Entries from a point annotation set
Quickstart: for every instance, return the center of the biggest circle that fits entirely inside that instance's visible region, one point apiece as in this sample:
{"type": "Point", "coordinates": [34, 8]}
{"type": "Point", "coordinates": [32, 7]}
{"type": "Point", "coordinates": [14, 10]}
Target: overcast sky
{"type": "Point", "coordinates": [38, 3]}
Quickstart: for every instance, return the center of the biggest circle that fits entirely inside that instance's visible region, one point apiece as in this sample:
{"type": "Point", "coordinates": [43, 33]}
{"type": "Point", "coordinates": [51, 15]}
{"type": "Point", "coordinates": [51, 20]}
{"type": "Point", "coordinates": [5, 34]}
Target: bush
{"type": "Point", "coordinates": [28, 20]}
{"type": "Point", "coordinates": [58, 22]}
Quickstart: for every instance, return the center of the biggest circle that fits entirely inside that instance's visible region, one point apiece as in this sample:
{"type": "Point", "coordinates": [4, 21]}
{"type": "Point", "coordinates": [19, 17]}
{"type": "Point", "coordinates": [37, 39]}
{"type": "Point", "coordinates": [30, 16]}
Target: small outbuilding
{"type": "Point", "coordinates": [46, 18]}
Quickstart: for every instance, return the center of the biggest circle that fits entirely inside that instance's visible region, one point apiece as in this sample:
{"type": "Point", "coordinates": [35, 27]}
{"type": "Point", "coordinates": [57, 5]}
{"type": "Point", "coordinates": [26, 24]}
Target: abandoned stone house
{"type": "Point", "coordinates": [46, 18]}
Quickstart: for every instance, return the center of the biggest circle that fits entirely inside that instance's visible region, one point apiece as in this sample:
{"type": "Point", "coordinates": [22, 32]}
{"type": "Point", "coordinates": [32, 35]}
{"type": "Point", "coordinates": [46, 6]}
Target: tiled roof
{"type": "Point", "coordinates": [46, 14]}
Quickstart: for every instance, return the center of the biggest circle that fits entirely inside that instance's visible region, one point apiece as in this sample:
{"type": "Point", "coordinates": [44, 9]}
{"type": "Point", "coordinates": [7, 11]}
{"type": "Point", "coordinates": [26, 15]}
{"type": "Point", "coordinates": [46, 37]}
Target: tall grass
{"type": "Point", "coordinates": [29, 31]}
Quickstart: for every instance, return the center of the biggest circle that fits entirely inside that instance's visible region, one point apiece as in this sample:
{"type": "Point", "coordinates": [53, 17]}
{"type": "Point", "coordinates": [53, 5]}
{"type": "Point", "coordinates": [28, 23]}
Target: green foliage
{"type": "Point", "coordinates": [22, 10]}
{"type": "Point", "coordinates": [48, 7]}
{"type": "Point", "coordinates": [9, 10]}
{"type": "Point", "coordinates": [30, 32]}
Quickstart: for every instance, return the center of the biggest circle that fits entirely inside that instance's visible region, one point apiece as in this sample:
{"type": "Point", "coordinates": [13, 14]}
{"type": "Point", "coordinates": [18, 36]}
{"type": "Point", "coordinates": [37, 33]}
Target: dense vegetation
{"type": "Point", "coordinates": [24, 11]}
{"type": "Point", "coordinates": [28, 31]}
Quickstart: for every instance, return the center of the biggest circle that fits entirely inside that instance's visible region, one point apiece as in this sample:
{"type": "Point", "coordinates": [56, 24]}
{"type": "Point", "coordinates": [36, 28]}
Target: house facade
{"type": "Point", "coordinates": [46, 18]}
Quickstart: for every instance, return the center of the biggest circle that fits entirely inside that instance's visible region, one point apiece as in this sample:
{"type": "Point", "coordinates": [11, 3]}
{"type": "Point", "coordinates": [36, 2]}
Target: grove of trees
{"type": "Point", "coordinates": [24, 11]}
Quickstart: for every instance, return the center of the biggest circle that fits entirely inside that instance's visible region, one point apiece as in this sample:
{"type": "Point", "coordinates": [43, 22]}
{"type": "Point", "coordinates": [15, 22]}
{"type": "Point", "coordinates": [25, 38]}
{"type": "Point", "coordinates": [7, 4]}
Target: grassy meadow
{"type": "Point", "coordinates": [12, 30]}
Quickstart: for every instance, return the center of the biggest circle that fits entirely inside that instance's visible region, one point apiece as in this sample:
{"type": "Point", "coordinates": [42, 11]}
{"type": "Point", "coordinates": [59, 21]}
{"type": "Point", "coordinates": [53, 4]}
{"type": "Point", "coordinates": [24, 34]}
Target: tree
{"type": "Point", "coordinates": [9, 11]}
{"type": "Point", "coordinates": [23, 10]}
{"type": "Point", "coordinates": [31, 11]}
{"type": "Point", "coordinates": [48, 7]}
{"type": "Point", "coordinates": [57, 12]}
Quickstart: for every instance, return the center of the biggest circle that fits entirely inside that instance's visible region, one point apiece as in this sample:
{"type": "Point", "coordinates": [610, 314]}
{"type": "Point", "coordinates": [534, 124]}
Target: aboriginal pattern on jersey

Request
Write out every line of the material again, exactly as it reads.

Result of this exercise
Quickstart: for every instance, return the center of the biggest circle that fits entirely inside that instance's visible region, one point apiece as in this sample:
{"type": "Point", "coordinates": [34, 8]}
{"type": "Point", "coordinates": [32, 7]}
{"type": "Point", "coordinates": [14, 10]}
Target: overcast sky
{"type": "Point", "coordinates": [38, 3]}
Quickstart: for every instance, return the center of the biggest circle that fits entirely inside that instance's visible region, one point apiece as in this sample:
{"type": "Point", "coordinates": [43, 33]}
{"type": "Point", "coordinates": [51, 15]}
{"type": "Point", "coordinates": [51, 20]}
{"type": "Point", "coordinates": [5, 34]}
Target: bush
{"type": "Point", "coordinates": [28, 20]}
{"type": "Point", "coordinates": [58, 22]}
Quickstart: for every instance, return the center of the biggest circle that fits entirely inside that instance's visible region, one point apiece as in this sample:
{"type": "Point", "coordinates": [4, 21]}
{"type": "Point", "coordinates": [19, 17]}
{"type": "Point", "coordinates": [37, 39]}
{"type": "Point", "coordinates": [30, 16]}
Target: small outbuilding
{"type": "Point", "coordinates": [46, 18]}
Quickstart: for every instance, return the center of the biggest circle that fits entirely inside that instance's visible region, one point apiece as in this sample:
{"type": "Point", "coordinates": [35, 27]}
{"type": "Point", "coordinates": [57, 5]}
{"type": "Point", "coordinates": [26, 24]}
Target: abandoned stone house
{"type": "Point", "coordinates": [46, 18]}
Quickstart: for every instance, return the center of the biggest circle that fits entirely inside that instance's visible region, one point apiece as in this sample:
{"type": "Point", "coordinates": [22, 32]}
{"type": "Point", "coordinates": [32, 35]}
{"type": "Point", "coordinates": [46, 6]}
Target: tiled roof
{"type": "Point", "coordinates": [46, 14]}
Quickstart: for every instance, return the center of the biggest circle that fits entirely inside that instance's visible region, one point apiece as in this sample:
{"type": "Point", "coordinates": [44, 9]}
{"type": "Point", "coordinates": [7, 11]}
{"type": "Point", "coordinates": [26, 15]}
{"type": "Point", "coordinates": [46, 37]}
Target: tall grass
{"type": "Point", "coordinates": [29, 31]}
Quickstart: for every instance, return the center of the biggest circle that fits entirely inside that instance's visible region, one point apiece as in this sample:
{"type": "Point", "coordinates": [53, 17]}
{"type": "Point", "coordinates": [53, 5]}
{"type": "Point", "coordinates": [28, 23]}
Target: green foliage
{"type": "Point", "coordinates": [22, 10]}
{"type": "Point", "coordinates": [48, 7]}
{"type": "Point", "coordinates": [9, 10]}
{"type": "Point", "coordinates": [30, 32]}
Quickstart: for every instance, return the center of the biggest circle that fits entirely inside that instance's visible region, one point apiece as in this sample:
{"type": "Point", "coordinates": [13, 14]}
{"type": "Point", "coordinates": [18, 36]}
{"type": "Point", "coordinates": [37, 33]}
Target: dense vegetation
{"type": "Point", "coordinates": [24, 11]}
{"type": "Point", "coordinates": [28, 31]}
Quickstart: for every instance, return the center of the biggest circle that fits entirely inside that instance's visible region, one point apiece as in this sample:
{"type": "Point", "coordinates": [56, 24]}
{"type": "Point", "coordinates": [36, 28]}
Target: house facade
{"type": "Point", "coordinates": [46, 18]}
Quickstart: for every instance, return the center of the biggest circle that fits entirely inside that instance's visible region, one point apiece as in this sample:
{"type": "Point", "coordinates": [11, 3]}
{"type": "Point", "coordinates": [36, 2]}
Target: grove of trees
{"type": "Point", "coordinates": [24, 11]}
Quickstart: for every instance, return the center of the biggest circle that fits entirely inside that instance's visible region, one point apiece as in this sample:
{"type": "Point", "coordinates": [43, 22]}
{"type": "Point", "coordinates": [15, 22]}
{"type": "Point", "coordinates": [25, 38]}
{"type": "Point", "coordinates": [7, 4]}
Target: grassy meadow
{"type": "Point", "coordinates": [12, 30]}
Quickstart: for every instance, return the center of the biggest circle that fits entirely inside that instance's visible region, one point apiece as in this sample:
{"type": "Point", "coordinates": [42, 11]}
{"type": "Point", "coordinates": [59, 21]}
{"type": "Point", "coordinates": [53, 4]}
{"type": "Point", "coordinates": [24, 34]}
Target: tree
{"type": "Point", "coordinates": [9, 11]}
{"type": "Point", "coordinates": [23, 10]}
{"type": "Point", "coordinates": [31, 11]}
{"type": "Point", "coordinates": [48, 7]}
{"type": "Point", "coordinates": [57, 12]}
Quickstart: for every instance, return the center of the biggest circle that fits entirely inside that instance's visible region, one point apiece as in this sample:
{"type": "Point", "coordinates": [610, 314]}
{"type": "Point", "coordinates": [534, 124]}
Target: aboriginal pattern on jersey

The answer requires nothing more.